---- FRAGMENTO DE LECTURA
Protagonista central de los años sesenta y setenta, a la salida
de la dictadura Cores había hecho del combate a la impunidad de los violadores
de los derechos humanos uno de sus motores. Al amigo, el homenaje.
La noticia sacudió ayer jueves cuando los informativos,
temprano, la difundieron. Y se expandió, con su carga de dolor, por múltiples
canales. A media mañana, un mail desde el exterior subrayaba, tan elocuente como
espontáneo, el sentimiento de pérdida: “¡No puede ser, la puta madre, era un
tipo de primera!”. Ese sentimiento cortaba transversalmente todas las posturas,
los matices, las diferencias ocasionales:
Hugo Cores representaba
a la izquierda uruguaya, la izquierda más auténtica, con sus raíces en la
entrega estudiantil de los años cincuenta, el esfuerzo organizativo y las luchas
obreras de los años sesenta, el compromiso político y revolucionario de los años
setenta, la coherencia en estos pragmáticos ochenta y noventa.
--------
• **CONSIGNA PLANTEADA 1**
En el fragmento sobre Hugo Cores, ¿qué había convertido Cores en uno de sus motores a la salida de la dictadura?
• **CONSIGNA PLANTEADA 2**
Por favor, escribe sin cambios la parte del fragmento sobre Hugo Cores que se abre con las palabras que contienen "La noticia sacudió" y se cierra con "ochenta y noventa.".
---- DATOS REGISTRADOS
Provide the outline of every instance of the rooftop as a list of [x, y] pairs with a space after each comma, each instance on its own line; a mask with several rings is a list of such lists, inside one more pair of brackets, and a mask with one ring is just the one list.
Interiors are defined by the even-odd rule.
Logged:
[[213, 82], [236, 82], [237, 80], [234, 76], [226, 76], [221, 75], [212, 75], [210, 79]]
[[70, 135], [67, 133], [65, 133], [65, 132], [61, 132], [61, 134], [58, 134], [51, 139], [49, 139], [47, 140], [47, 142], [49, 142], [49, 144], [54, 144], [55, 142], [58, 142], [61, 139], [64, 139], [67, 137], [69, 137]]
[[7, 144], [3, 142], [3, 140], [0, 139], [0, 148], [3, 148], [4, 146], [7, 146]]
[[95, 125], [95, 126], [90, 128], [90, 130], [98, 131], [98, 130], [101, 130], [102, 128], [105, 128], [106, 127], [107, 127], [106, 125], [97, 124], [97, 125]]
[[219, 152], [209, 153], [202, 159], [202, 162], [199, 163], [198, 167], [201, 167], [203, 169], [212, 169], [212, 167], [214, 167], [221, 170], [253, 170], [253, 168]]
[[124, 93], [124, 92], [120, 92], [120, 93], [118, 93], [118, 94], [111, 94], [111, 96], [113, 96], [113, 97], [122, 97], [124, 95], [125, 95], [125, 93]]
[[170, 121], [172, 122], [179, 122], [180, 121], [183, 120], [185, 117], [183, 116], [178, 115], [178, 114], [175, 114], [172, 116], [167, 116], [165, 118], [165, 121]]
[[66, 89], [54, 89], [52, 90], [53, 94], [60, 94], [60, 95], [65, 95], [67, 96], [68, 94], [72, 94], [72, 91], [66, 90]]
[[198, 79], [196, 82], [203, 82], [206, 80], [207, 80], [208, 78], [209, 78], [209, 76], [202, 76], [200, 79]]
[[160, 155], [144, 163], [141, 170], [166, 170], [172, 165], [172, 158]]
--------
• **SOLUCIÓN COMPLETA 1**
El combate a la impunidad de los violadores de los derechos humanos.

• **SOLUCIÓN COMPLETA 2**
La noticia sacudió ayer jueves cuando los informativos,
temprano, la difundieron. Y se expandió, con su carga de dolor, por múltiples
canales. A media mañana, un mail desde el exterior subrayaba, tan elocuente como
espontáneo, el sentimiento de pérdida: “¡No puede ser, la puta madre, era un
tipo de primera!”. Ese sentimiento cortaba transversalmente todas las posturas,
los matices, las diferencias ocasionales:
Hugo Cores representaba
a la izquierda uruguaya, la izquierda más auténtica, con sus raíces en la
entrega estudiantil de los años cincuenta, el esfuerzo organizativo y las luchas
obreras de los años sesenta, el compromiso político y revolucionario de los años
setenta, la coherencia en estos pragmáticos ochenta y noventa.